» Exercise objective
In this exercise, write out the data word for word and leave every image out.

» Material shown
□ □ □ □ □

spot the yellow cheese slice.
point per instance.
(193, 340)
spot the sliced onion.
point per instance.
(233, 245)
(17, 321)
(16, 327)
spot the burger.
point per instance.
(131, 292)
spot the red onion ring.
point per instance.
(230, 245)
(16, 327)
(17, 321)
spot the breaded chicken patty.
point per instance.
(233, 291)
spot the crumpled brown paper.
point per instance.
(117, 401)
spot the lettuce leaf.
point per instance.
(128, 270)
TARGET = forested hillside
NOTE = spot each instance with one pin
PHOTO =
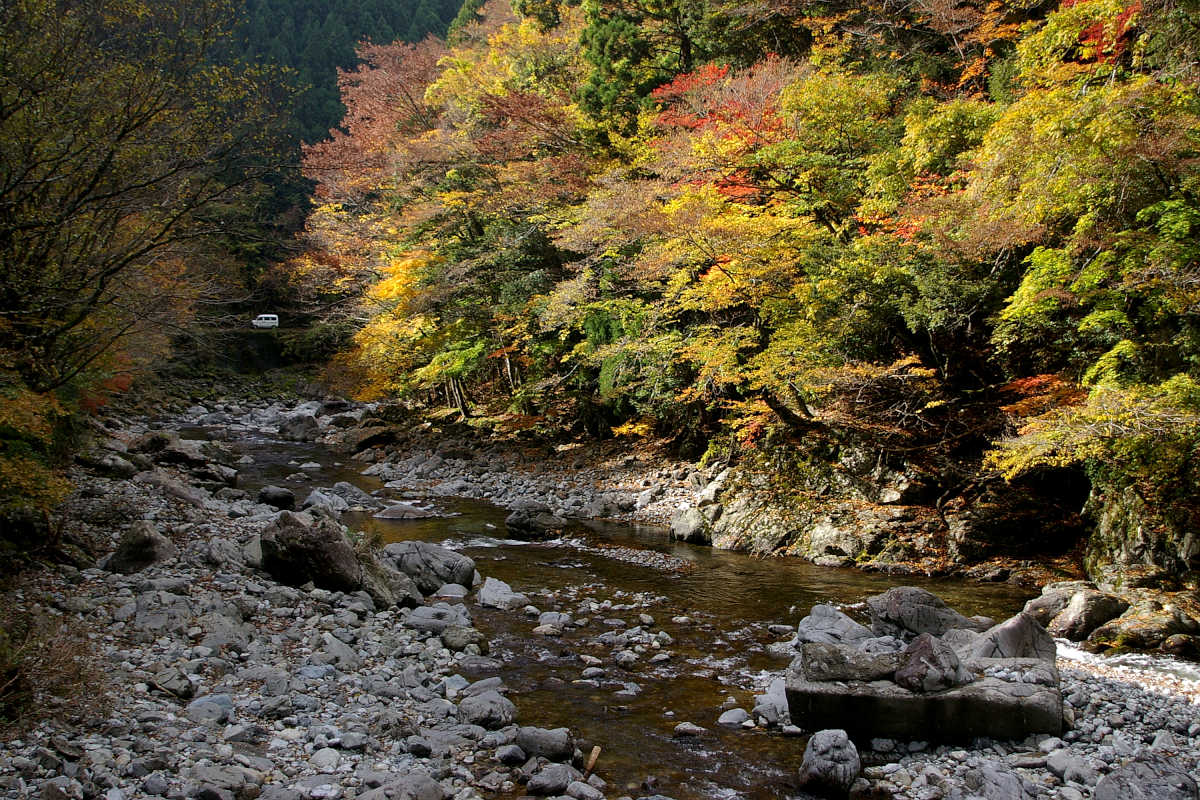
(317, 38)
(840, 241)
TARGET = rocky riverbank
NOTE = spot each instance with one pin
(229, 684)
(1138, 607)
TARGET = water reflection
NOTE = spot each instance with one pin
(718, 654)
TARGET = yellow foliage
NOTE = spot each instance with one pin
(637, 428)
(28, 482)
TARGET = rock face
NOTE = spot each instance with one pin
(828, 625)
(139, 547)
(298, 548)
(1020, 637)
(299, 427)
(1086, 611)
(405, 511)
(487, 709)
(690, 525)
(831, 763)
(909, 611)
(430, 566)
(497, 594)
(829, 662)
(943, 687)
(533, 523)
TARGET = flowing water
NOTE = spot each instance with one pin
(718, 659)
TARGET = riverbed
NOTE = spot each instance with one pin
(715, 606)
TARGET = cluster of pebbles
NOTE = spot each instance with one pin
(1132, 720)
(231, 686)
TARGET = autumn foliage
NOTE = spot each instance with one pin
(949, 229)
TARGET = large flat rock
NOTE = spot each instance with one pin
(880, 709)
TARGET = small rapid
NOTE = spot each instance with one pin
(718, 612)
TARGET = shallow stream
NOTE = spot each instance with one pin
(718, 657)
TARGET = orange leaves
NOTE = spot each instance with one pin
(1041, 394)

□ □ □ □ □

» Solution to the exercise
spot the yellow cheese slice.
point per instance.
(193, 340)
spot the sliced onion.
point per instance.
(233, 245)
(17, 321)
(16, 327)
spot the burger.
point per instance.
(131, 292)
spot the red onion ring.
point per instance.
(230, 245)
(16, 327)
(17, 321)
spot the breaded chicken patty.
point per instance.
(233, 291)
spot the crumpled brown paper.
point per instance.
(117, 401)
spot the lettuce leaf.
point per instance.
(128, 270)
TARGET = forested hillside
NOTE = spot each instance with one pin
PHOTO =
(317, 38)
(840, 241)
TARGET = rocky riverbank
NOTE = spot each instance with one pin
(229, 684)
(1138, 607)
TARGET = water reflection
NOTE = spot each instance with one pin
(718, 654)
TARGET = yellow foliage
NOTE = spot each instance with one pin
(637, 428)
(28, 482)
TARGET = rock face
NOTE = spot each instance with one pin
(828, 625)
(139, 547)
(298, 548)
(1020, 637)
(299, 427)
(1086, 611)
(405, 511)
(487, 709)
(690, 525)
(831, 763)
(909, 611)
(430, 566)
(497, 594)
(829, 662)
(943, 687)
(533, 523)
TARGET = flowing water
NOTE = spot each instance with one pin
(718, 659)
TARGET = riverbed
NOTE = spot each instance with one pin
(715, 606)
TARGET = cluster of pebbles
NOTE = spot each instance with one pin
(1132, 720)
(231, 686)
TARGET = autumn foliage
NOTE = spot each instance with one pin
(949, 229)
TARGET = large flat rock
NOTE = spot each instance with one pin
(880, 709)
TARGET = small rapid
NOTE = spot each instance with one pin
(718, 612)
TARGET = shallow stream
NOTE = spot each instance with one pin
(718, 657)
TARGET = orange leaves
NOTE = spot each instance with one pin
(1041, 394)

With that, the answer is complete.